=== DIRECTIONS FOR THIS TASK ===
Give every line of the items below as a JSON list of strings, one string per line, with blank lines left out.

=== SOURCE DATA ===
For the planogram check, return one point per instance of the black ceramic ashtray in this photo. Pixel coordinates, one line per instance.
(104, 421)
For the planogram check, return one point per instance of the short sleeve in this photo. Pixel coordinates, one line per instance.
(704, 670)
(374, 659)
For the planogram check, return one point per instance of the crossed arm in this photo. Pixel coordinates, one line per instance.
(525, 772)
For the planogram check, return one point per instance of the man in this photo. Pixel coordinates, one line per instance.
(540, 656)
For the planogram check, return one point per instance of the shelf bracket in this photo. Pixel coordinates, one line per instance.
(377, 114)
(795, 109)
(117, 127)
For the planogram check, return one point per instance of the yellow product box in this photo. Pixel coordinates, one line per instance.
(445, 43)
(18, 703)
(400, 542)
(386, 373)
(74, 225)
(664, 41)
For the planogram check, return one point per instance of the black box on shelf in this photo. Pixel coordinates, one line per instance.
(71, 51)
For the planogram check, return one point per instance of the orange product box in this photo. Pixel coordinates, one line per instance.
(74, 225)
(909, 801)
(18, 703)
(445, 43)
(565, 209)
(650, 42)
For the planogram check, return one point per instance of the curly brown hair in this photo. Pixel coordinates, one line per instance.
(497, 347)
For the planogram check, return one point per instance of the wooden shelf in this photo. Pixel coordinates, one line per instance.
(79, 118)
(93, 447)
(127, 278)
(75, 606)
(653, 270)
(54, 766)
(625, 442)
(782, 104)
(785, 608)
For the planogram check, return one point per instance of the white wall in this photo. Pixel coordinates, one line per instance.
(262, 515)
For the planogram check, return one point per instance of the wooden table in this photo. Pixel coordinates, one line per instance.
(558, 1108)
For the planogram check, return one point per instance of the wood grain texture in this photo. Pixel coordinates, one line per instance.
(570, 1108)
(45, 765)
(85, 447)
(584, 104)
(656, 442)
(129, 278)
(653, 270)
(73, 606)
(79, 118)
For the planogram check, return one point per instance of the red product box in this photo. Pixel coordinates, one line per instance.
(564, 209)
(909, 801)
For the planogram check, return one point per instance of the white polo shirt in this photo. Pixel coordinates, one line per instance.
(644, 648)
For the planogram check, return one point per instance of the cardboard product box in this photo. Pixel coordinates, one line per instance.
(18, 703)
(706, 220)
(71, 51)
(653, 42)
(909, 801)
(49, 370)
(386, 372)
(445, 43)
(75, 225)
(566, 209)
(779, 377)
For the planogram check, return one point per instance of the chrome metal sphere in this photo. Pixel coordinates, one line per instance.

=== THE SOLUTION ===
[
  "For the planogram check, return one point per instance of the black ceramic ashtray in this photo. Pixel coordinates, one line per instance.",
  "(104, 421)",
  "For the planogram check, return one point per instance of the short sleeve in this photo. Pixel coordinates, one line per instance.",
  "(704, 670)",
  "(374, 659)",
  "For the planogram check, return one point per instance of the crossed arm in this photo. Pixel coordinates, one line per instance.",
  "(525, 772)",
  "For the planogram check, return one point per instance of the man in this photo. Pixel coordinates, one line per instance.",
  "(540, 656)",
  "For the planogram check, return one point per instance of the shelf bracket in this photo. Pixel coordinates, one line per instance.",
  "(377, 114)",
  "(795, 109)",
  "(117, 127)",
  "For the planogram check, return one point per instance of the yellow product box in this photo. Pixel coordinates, one line per instance.",
  "(445, 43)",
  "(18, 703)",
  "(400, 542)",
  "(386, 373)",
  "(74, 225)",
  "(664, 41)",
  "For the planogram check, return one point per instance of the black box on shelf in this photo. Pixel coordinates, one line per instance.",
  "(71, 51)",
  "For the planogram check, return one point per instance of the orange product box in this photo. Pixel coordinates, one line per instance.",
  "(74, 225)",
  "(909, 801)",
  "(18, 703)",
  "(445, 43)",
  "(565, 209)",
  "(650, 42)",
  "For the planogram check, return one point per instance of the curly brown hair in this photo. Pixel coordinates, one line per instance.",
  "(497, 347)",
  "For the planogram check, return one point per instance of the wooden shelf in this photo. Pixel coordinates, one line per instance.",
  "(79, 118)",
  "(93, 447)",
  "(127, 278)",
  "(75, 606)",
  "(653, 270)",
  "(54, 766)",
  "(625, 442)",
  "(782, 104)",
  "(785, 608)",
  "For the planogram check, return one point per instance of the white wall in this photo. Pixel coordinates, one line per instance.",
  "(262, 515)",
  "For the planogram check, return one point per instance of the wooden table in this photo. Pixel coordinates, one line per instance.",
  "(558, 1108)",
  "For the planogram check, return one point per instance of the wood grain texture in this photo. Pixel coordinates, one line per instance.",
  "(570, 1108)",
  "(45, 765)",
  "(85, 447)",
  "(584, 104)",
  "(656, 442)",
  "(129, 278)",
  "(653, 270)",
  "(73, 606)",
  "(79, 118)",
  "For the planogram check, return one point per instance of the red product box in this photo. Pixel coordinates, one line per instance.",
  "(564, 209)",
  "(909, 801)",
  "For the planogram check, return one point per instance of the white polo shirt in this photo. Pixel coordinates, one line per instance.",
  "(644, 648)",
  "For the planogram check, return one point per instance of the cardboard product box in this photo. Pixel coordinates, one line per instance.",
  "(18, 703)",
  "(706, 220)",
  "(71, 51)",
  "(653, 42)",
  "(909, 801)",
  "(49, 370)",
  "(386, 372)",
  "(445, 43)",
  "(75, 225)",
  "(566, 209)",
  "(779, 377)",
  "For the planogram check, return one point per instance of the chrome metal sphere in this photo. Pixel coordinates, one line per instance."
]